WHAT IS NEEDED: Omit the pictures and copy the entries exactly.

+--

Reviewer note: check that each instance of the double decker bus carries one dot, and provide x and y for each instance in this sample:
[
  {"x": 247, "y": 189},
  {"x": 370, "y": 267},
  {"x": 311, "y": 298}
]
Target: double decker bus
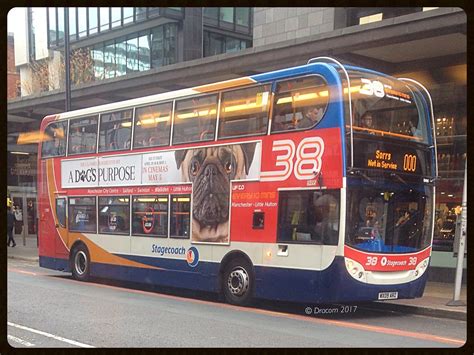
[{"x": 310, "y": 184}]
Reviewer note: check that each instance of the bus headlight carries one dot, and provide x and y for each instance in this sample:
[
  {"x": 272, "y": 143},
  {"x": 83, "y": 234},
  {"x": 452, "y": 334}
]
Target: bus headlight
[{"x": 355, "y": 269}]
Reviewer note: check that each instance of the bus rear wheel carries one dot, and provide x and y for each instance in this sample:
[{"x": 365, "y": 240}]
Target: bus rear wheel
[
  {"x": 80, "y": 263},
  {"x": 238, "y": 282}
]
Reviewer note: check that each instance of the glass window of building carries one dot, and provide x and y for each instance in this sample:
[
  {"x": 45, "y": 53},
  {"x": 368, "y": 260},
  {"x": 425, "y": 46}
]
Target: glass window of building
[
  {"x": 180, "y": 216},
  {"x": 52, "y": 26},
  {"x": 93, "y": 20},
  {"x": 38, "y": 28},
  {"x": 98, "y": 58},
  {"x": 54, "y": 140},
  {"x": 115, "y": 131},
  {"x": 121, "y": 56},
  {"x": 244, "y": 112},
  {"x": 104, "y": 18},
  {"x": 114, "y": 215},
  {"x": 72, "y": 23},
  {"x": 157, "y": 47},
  {"x": 195, "y": 119},
  {"x": 153, "y": 11},
  {"x": 150, "y": 216},
  {"x": 127, "y": 15},
  {"x": 116, "y": 16},
  {"x": 144, "y": 52},
  {"x": 242, "y": 16},
  {"x": 82, "y": 135},
  {"x": 152, "y": 125},
  {"x": 109, "y": 60},
  {"x": 82, "y": 214},
  {"x": 211, "y": 12},
  {"x": 169, "y": 44},
  {"x": 227, "y": 14},
  {"x": 132, "y": 55},
  {"x": 140, "y": 13},
  {"x": 299, "y": 103},
  {"x": 216, "y": 44},
  {"x": 82, "y": 21}
]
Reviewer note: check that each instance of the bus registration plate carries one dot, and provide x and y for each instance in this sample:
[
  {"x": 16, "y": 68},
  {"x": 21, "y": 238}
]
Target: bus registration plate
[{"x": 388, "y": 295}]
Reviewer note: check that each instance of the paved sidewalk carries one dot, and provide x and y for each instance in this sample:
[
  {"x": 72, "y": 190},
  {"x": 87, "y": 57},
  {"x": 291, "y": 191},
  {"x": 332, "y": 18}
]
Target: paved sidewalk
[{"x": 433, "y": 302}]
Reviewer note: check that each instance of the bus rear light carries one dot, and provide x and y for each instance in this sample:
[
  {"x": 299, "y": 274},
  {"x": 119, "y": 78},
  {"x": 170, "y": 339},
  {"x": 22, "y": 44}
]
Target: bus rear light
[{"x": 421, "y": 268}]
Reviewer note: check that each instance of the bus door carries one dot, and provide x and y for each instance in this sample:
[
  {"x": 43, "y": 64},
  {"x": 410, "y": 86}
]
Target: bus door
[{"x": 61, "y": 241}]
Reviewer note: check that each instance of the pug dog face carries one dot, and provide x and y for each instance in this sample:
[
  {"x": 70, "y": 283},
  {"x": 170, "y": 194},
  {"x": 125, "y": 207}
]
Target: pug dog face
[{"x": 211, "y": 169}]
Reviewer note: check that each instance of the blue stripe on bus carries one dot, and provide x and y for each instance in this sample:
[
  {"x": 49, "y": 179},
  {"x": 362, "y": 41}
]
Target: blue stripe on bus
[
  {"x": 331, "y": 285},
  {"x": 334, "y": 116}
]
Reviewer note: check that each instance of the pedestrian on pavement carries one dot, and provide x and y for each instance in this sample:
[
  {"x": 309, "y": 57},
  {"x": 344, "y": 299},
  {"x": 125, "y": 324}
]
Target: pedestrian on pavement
[{"x": 10, "y": 223}]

+--

TASK RESULT:
Reviewer note: check that each instance of the double decker bus carries one dot, and provide x and y for each instance in this sample:
[
  {"x": 247, "y": 189},
  {"x": 370, "y": 267},
  {"x": 311, "y": 298}
]
Target: double decker bus
[{"x": 310, "y": 184}]
Reviewer note: check that each instance of the bus headlight carries one dot, and provide x and y for each instance in this sample:
[
  {"x": 272, "y": 143},
  {"x": 83, "y": 234},
  {"x": 452, "y": 334}
]
Target: bus headlight
[{"x": 355, "y": 269}]
Reviewer note: check that each instance of the bus rear wheel carries one dot, and provide x and y for each instance in this sample:
[{"x": 365, "y": 240}]
Target: bus rear wheel
[
  {"x": 80, "y": 263},
  {"x": 238, "y": 282}
]
Reviewer note: check that each instance of the glass window of building carries one dot, and provide x and y for each instance in this sample:
[
  {"x": 45, "y": 53},
  {"x": 368, "y": 260},
  {"x": 425, "y": 46}
]
Target: glass window of building
[
  {"x": 180, "y": 216},
  {"x": 52, "y": 26},
  {"x": 93, "y": 20},
  {"x": 38, "y": 28},
  {"x": 98, "y": 58},
  {"x": 54, "y": 140},
  {"x": 115, "y": 131},
  {"x": 121, "y": 56},
  {"x": 244, "y": 112},
  {"x": 104, "y": 18},
  {"x": 114, "y": 215},
  {"x": 72, "y": 23},
  {"x": 157, "y": 47},
  {"x": 195, "y": 119},
  {"x": 153, "y": 11},
  {"x": 150, "y": 216},
  {"x": 127, "y": 15},
  {"x": 116, "y": 16},
  {"x": 144, "y": 52},
  {"x": 242, "y": 16},
  {"x": 82, "y": 135},
  {"x": 152, "y": 125},
  {"x": 109, "y": 60},
  {"x": 82, "y": 214},
  {"x": 211, "y": 12},
  {"x": 169, "y": 44},
  {"x": 227, "y": 14},
  {"x": 132, "y": 55},
  {"x": 140, "y": 13},
  {"x": 299, "y": 103},
  {"x": 216, "y": 44},
  {"x": 82, "y": 21}
]
Reviewer note: check that each instance of the bus registration plate carries one dot, and provide x and y for each instance in this sample:
[
  {"x": 16, "y": 68},
  {"x": 21, "y": 238}
]
Target: bus registration plate
[{"x": 388, "y": 295}]
Reviewer note: check that each instance of the paved sidewalk carries one dot, and provide x and y for each instance in this sample:
[
  {"x": 72, "y": 190},
  {"x": 87, "y": 57},
  {"x": 291, "y": 191},
  {"x": 332, "y": 18}
]
Target: paved sidewalk
[{"x": 433, "y": 302}]
Reviewer note: check that each instance of the bus rear light carries one dot, and provide x and y for each instance in this sample:
[
  {"x": 299, "y": 274},
  {"x": 119, "y": 78},
  {"x": 170, "y": 339},
  {"x": 22, "y": 44}
]
Target: bus rear light
[{"x": 421, "y": 268}]
Reviewer note: check that each instance of the bus door carries one dot, and provide x and y for each instance in this sample:
[
  {"x": 43, "y": 64},
  {"x": 410, "y": 86}
]
Target: bus door
[{"x": 61, "y": 241}]
Reviewer note: check that each instance of the pug dog face carries one dot, and provide x and y for each instance in this sample:
[
  {"x": 70, "y": 283},
  {"x": 170, "y": 194},
  {"x": 125, "y": 207}
]
Target: pug dog face
[{"x": 211, "y": 169}]
Reviewer note: check that each instance of the blue stripe on bus carries one dot, and provide x and y for each instance in this sample:
[
  {"x": 49, "y": 179},
  {"x": 362, "y": 41}
]
Target: blue stripe on bus
[
  {"x": 331, "y": 285},
  {"x": 334, "y": 116}
]
Reviewer note: check that each instance of the pedestrian on pavement carries one dot, and provide x and y for each instance in this sample:
[
  {"x": 309, "y": 57},
  {"x": 344, "y": 299},
  {"x": 125, "y": 324}
]
Target: pedestrian on pavement
[{"x": 10, "y": 223}]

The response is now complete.